Circulando apressadamente entre clubes, numa noite preenchida com 26 concertos e duas festas, ainda tivemos tempo de assistir à performance de Isabel do Diego, construída num lugar de interseção entre o brutalismo, os ecos industriais e as heresias emocionais; e, num extremo diametralmente oposto, à sensibilidade lírica de Verde Prato, voz fundada na tradição oral basca, tanto trágica quanto doce, acústica e elétrica, e sempre ancorada na dimensão narrativa com que construiu o seu Kondaira eder hura (2021). 

Entretanto, a afluência de gente ao Lounge já não nos permitiu assistir ao aguardado concerto de Iolanda, que visto de fora, parecia estar a ter uma reação muito calorosa. Entre os concertos que perdemos nessa noite, diz-nos o público com quem metemos conversa que Lewis Ofman trouxe um groove que arrebatou o Musicbox, que igualmente se rendeu à potência multidisciplinar de L’Homme Statue. Contam-nos, também, que Puta da Silva foi uma loucura no B.Leza, o que não nos surpreendeu, depois do que vimos no Iminente.

Na noite seguinte, sexta-feira, dia 30, viveu-se o mesmo rodopio, de concerto em concerto até se acabarem as baterias. Começamos às sete e meia, atestando a garra punk e ginga funk que As Docinhas fizeram ecoar no Auditório da ETIC, conquistando os primeiros festivaleiros da noite. E logo de seguida, no Lounge, foi a vez dos Kriol, dupla formada por Danilo Lopes e Renato Chantre, que nos trouxeram um pouco da sua história, convidando-nos para uma viagem pela reinvenção do cancioneiro cabo-verdiano, com paragem obrigatória na obra de Orlando Pantera. Dançamos bem, e felizes, ao som da dupla que se despediu com o seu single de estreia, “Tempo Djá Muda”, tema pujante, esperamos que seja o primeiro de muitos.
____
__Partes do exercício__.
[a] Traduza para inglês a seguinte frase do texto de partida: “Na noite seguinte, sexta-feira, dia 30, viveu-se o mesmo rodopio, de concerto em concerto até se acabarem as baterias.”
[b] Indique se cada afirmação está de acordo com o texto de partida. Responda sim ou não e cite as palavras do texto que o justificam.
(i) A primeira noite descrita teve 26 concertos e duas festas.
(ii) Quem escreve conseguiu assistir ao concerto de Iolanda.
(iii) Os Kriol são uma dupla formada por Danilo Lopes e Renato Chantre.
[c] Transcreva do texto de partida o trecho que começa em "Circulando apressadamente entre" e termina em "eder hura (2021).".
____
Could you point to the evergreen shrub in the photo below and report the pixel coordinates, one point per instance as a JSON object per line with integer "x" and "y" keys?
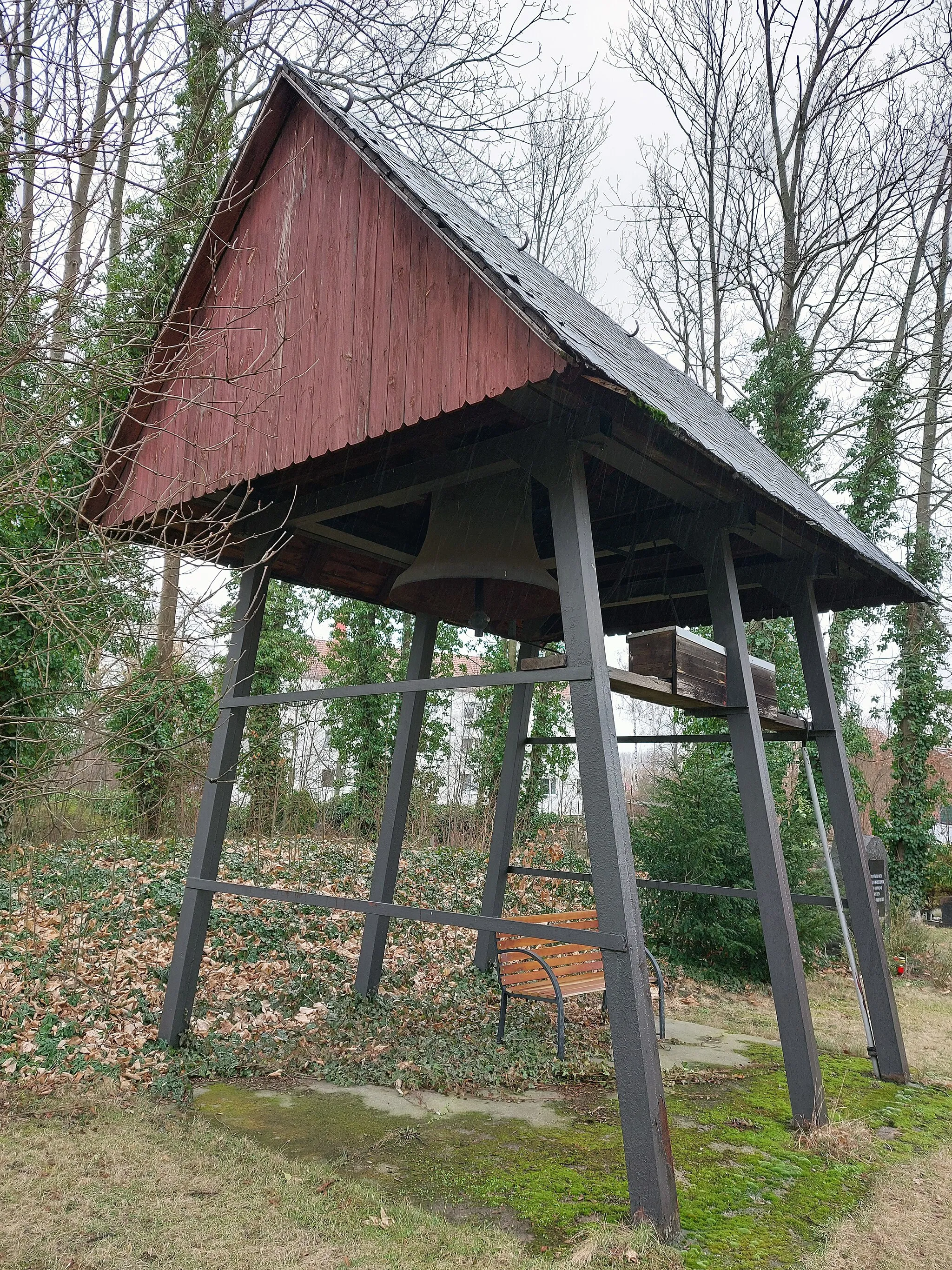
{"x": 694, "y": 831}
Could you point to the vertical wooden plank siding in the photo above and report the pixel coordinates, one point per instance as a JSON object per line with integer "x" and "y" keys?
{"x": 334, "y": 315}
{"x": 381, "y": 315}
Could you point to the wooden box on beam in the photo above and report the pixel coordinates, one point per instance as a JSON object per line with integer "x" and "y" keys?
{"x": 697, "y": 668}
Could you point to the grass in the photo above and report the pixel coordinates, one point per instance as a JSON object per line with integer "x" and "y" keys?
{"x": 105, "y": 1182}
{"x": 925, "y": 1011}
{"x": 753, "y": 1192}
{"x": 907, "y": 1221}
{"x": 86, "y": 932}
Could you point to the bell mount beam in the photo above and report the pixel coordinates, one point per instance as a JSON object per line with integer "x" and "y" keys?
{"x": 393, "y": 827}
{"x": 713, "y": 548}
{"x": 216, "y": 794}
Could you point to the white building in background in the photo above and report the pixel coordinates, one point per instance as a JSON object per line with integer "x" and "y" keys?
{"x": 317, "y": 766}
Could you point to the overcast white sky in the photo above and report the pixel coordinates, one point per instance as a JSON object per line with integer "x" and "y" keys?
{"x": 636, "y": 112}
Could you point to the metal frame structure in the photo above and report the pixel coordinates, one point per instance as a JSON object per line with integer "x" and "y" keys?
{"x": 560, "y": 469}
{"x": 652, "y": 505}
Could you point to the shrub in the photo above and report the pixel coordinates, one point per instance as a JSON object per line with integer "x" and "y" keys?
{"x": 694, "y": 831}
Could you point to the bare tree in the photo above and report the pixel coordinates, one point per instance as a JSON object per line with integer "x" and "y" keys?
{"x": 550, "y": 197}
{"x": 697, "y": 55}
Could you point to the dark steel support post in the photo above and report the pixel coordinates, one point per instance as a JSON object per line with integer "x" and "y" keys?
{"x": 390, "y": 841}
{"x": 871, "y": 951}
{"x": 638, "y": 1072}
{"x": 506, "y": 812}
{"x": 784, "y": 957}
{"x": 216, "y": 797}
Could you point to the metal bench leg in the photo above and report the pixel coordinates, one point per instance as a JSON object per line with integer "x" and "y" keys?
{"x": 659, "y": 979}
{"x": 560, "y": 1027}
{"x": 501, "y": 1031}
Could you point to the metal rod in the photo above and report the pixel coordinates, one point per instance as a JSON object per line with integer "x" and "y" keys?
{"x": 436, "y": 916}
{"x": 694, "y": 888}
{"x": 851, "y": 847}
{"x": 785, "y": 959}
{"x": 454, "y": 684}
{"x": 638, "y": 1069}
{"x": 393, "y": 827}
{"x": 659, "y": 979}
{"x": 841, "y": 915}
{"x": 506, "y": 812}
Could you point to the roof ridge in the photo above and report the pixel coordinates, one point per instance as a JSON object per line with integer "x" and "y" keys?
{"x": 620, "y": 357}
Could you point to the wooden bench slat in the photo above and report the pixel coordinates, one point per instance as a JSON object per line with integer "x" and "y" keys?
{"x": 578, "y": 968}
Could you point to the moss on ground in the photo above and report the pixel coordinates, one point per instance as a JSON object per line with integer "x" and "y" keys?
{"x": 751, "y": 1196}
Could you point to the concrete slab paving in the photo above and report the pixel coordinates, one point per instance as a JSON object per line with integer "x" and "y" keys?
{"x": 539, "y": 1108}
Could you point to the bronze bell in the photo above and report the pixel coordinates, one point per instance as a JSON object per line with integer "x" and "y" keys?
{"x": 479, "y": 565}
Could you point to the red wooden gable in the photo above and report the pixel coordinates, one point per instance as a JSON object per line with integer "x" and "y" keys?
{"x": 334, "y": 315}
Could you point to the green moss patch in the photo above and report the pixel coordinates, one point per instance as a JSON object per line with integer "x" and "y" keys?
{"x": 749, "y": 1196}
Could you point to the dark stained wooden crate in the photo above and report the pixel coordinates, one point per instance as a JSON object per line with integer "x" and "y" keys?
{"x": 696, "y": 667}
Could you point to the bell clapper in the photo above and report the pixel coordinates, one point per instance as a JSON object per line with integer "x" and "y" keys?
{"x": 480, "y": 619}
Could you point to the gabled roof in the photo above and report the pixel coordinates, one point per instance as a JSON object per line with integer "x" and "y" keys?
{"x": 577, "y": 329}
{"x": 583, "y": 333}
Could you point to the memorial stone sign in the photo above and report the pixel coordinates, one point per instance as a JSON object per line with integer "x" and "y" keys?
{"x": 878, "y": 864}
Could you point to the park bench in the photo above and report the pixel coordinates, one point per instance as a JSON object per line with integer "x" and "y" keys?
{"x": 548, "y": 971}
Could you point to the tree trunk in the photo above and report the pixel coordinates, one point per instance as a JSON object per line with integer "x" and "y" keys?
{"x": 168, "y": 609}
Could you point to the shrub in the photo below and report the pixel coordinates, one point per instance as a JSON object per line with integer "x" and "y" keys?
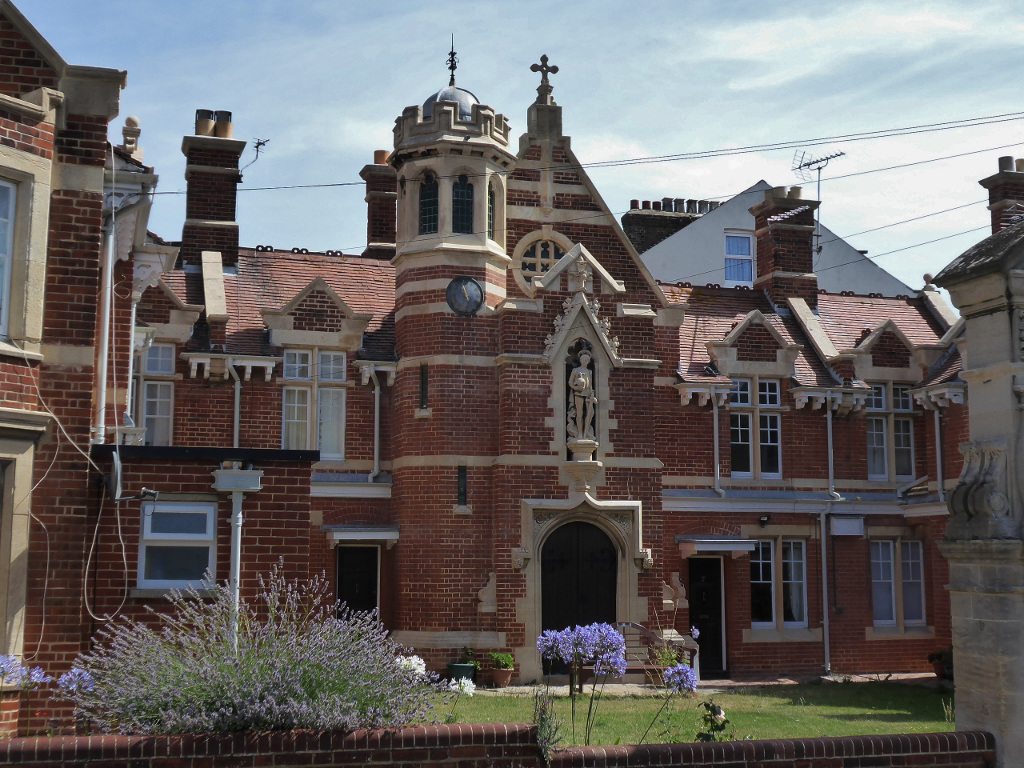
{"x": 300, "y": 662}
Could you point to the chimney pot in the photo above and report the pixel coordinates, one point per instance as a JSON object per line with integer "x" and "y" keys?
{"x": 222, "y": 127}
{"x": 204, "y": 122}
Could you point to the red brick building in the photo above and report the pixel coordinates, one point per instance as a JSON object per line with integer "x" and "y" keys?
{"x": 492, "y": 422}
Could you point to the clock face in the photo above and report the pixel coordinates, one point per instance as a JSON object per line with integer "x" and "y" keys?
{"x": 464, "y": 295}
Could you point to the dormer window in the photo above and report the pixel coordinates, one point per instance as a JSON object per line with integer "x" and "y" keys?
{"x": 738, "y": 260}
{"x": 428, "y": 204}
{"x": 462, "y": 206}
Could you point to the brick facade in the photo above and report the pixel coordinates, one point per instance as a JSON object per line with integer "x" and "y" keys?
{"x": 452, "y": 442}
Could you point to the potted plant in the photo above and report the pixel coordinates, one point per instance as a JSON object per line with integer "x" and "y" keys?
{"x": 504, "y": 666}
{"x": 465, "y": 668}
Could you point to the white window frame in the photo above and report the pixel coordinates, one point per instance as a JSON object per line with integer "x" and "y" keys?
{"x": 323, "y": 376}
{"x": 760, "y": 419}
{"x": 765, "y": 546}
{"x": 905, "y": 572}
{"x": 777, "y": 549}
{"x": 752, "y": 258}
{"x": 156, "y": 385}
{"x": 148, "y": 538}
{"x": 7, "y": 255}
{"x": 890, "y": 421}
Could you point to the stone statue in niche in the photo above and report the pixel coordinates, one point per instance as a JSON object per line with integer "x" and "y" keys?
{"x": 581, "y": 406}
{"x": 581, "y": 412}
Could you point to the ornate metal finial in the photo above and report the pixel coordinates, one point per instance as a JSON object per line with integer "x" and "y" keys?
{"x": 545, "y": 89}
{"x": 454, "y": 61}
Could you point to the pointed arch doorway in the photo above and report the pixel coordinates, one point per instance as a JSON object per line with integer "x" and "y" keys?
{"x": 579, "y": 570}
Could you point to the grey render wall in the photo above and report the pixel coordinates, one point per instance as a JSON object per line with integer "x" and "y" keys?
{"x": 696, "y": 254}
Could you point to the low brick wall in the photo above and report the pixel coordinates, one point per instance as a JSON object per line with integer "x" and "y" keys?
{"x": 956, "y": 750}
{"x": 486, "y": 745}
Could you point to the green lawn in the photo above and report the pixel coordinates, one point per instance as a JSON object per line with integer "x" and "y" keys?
{"x": 772, "y": 712}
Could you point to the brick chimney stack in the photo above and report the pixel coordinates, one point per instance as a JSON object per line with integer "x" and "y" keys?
{"x": 784, "y": 228}
{"x": 1006, "y": 193}
{"x": 212, "y": 177}
{"x": 382, "y": 200}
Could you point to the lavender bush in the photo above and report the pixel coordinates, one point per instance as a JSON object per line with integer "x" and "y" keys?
{"x": 300, "y": 664}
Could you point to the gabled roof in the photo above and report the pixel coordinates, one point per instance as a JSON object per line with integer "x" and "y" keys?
{"x": 711, "y": 314}
{"x": 271, "y": 280}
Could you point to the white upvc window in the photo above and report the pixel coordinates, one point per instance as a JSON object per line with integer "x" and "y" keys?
{"x": 155, "y": 409}
{"x": 8, "y": 195}
{"x": 738, "y": 259}
{"x": 897, "y": 583}
{"x": 889, "y": 427}
{"x": 756, "y": 453}
{"x": 313, "y": 409}
{"x": 778, "y": 595}
{"x": 177, "y": 544}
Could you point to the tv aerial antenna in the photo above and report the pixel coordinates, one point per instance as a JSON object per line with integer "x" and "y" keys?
{"x": 805, "y": 166}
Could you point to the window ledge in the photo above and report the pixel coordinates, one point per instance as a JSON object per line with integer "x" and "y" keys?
{"x": 13, "y": 351}
{"x": 165, "y": 591}
{"x": 787, "y": 635}
{"x": 893, "y": 633}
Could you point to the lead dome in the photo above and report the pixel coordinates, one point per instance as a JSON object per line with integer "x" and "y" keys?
{"x": 463, "y": 97}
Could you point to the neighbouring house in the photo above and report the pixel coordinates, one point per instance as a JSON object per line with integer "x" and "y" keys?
{"x": 706, "y": 242}
{"x": 491, "y": 422}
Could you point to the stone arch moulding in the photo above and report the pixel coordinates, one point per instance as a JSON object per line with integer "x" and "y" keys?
{"x": 621, "y": 520}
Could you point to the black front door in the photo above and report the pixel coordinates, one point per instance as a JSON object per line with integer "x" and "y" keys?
{"x": 579, "y": 564}
{"x": 706, "y": 612}
{"x": 357, "y": 577}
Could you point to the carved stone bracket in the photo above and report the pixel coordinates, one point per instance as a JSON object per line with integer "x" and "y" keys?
{"x": 980, "y": 503}
{"x": 520, "y": 556}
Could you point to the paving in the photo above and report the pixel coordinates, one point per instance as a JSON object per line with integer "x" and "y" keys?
{"x": 717, "y": 686}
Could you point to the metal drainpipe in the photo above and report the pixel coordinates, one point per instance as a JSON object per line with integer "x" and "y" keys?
{"x": 237, "y": 521}
{"x": 377, "y": 425}
{"x": 238, "y": 398}
{"x": 938, "y": 454}
{"x": 824, "y": 585}
{"x": 718, "y": 471}
{"x": 129, "y": 404}
{"x": 99, "y": 425}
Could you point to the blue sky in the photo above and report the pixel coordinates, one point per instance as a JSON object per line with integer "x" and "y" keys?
{"x": 324, "y": 81}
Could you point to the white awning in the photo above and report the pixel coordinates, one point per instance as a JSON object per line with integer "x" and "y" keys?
{"x": 338, "y": 534}
{"x": 691, "y": 545}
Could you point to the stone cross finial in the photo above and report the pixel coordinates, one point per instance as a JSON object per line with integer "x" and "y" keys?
{"x": 545, "y": 89}
{"x": 453, "y": 61}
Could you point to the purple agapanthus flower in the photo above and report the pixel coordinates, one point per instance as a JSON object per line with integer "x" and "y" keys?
{"x": 681, "y": 679}
{"x": 600, "y": 644}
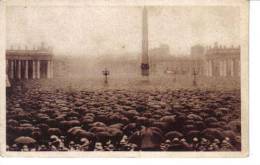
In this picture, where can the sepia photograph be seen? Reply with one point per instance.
(133, 77)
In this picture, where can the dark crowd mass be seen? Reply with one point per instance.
(41, 119)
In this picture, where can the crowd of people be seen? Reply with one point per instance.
(41, 119)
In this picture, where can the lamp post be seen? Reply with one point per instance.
(106, 73)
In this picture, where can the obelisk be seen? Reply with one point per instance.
(145, 58)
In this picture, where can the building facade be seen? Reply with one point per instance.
(29, 64)
(222, 61)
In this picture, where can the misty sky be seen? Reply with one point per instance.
(117, 30)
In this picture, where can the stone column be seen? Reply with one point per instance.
(209, 68)
(11, 69)
(225, 68)
(220, 68)
(34, 70)
(239, 67)
(26, 70)
(231, 67)
(19, 70)
(49, 69)
(38, 69)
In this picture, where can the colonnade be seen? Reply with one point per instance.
(29, 69)
(222, 67)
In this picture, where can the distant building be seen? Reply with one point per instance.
(222, 61)
(197, 52)
(29, 64)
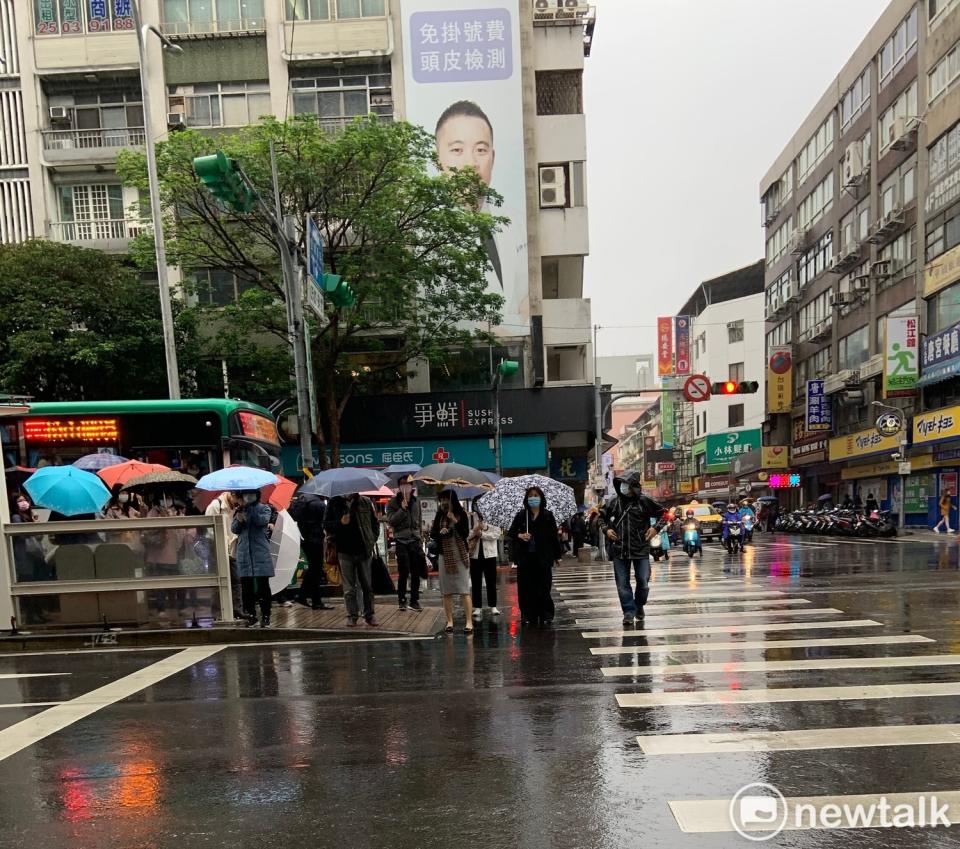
____
__Resultados por tarefa__.
[a] The following night, Friday the 30th, brought the same whirl, from concert to concert until the batteries ran out.

[b]
(i) Sim: “numa noite preenchida com 26 concertos e duas festas”
(ii) Não: “a afluência de gente ao Lounge já não nos permitiu assistir ao aguardado concerto de Iolanda”
(iii) Sim: “dupla formada por Danilo Lopes e Renato Chantre”

[c]
Circulando apressadamente entre clubes, numa noite preenchida com 26 concertos e duas festas, ainda tivemos tempo de assistir à performance de Isabel do Diego, construída num lugar de interseção entre o brutalismo, os ecos industriais e as heresias emocionais; e, num extremo diametralmente oposto, à sensibilidade lírica de Verde Prato, voz fundada na tradição oral basca, tanto trágica quanto doce, acústica e elétrica, e sempre ancorada na dimensão narrativa com que construiu o seu Kondaira eder hura (2021).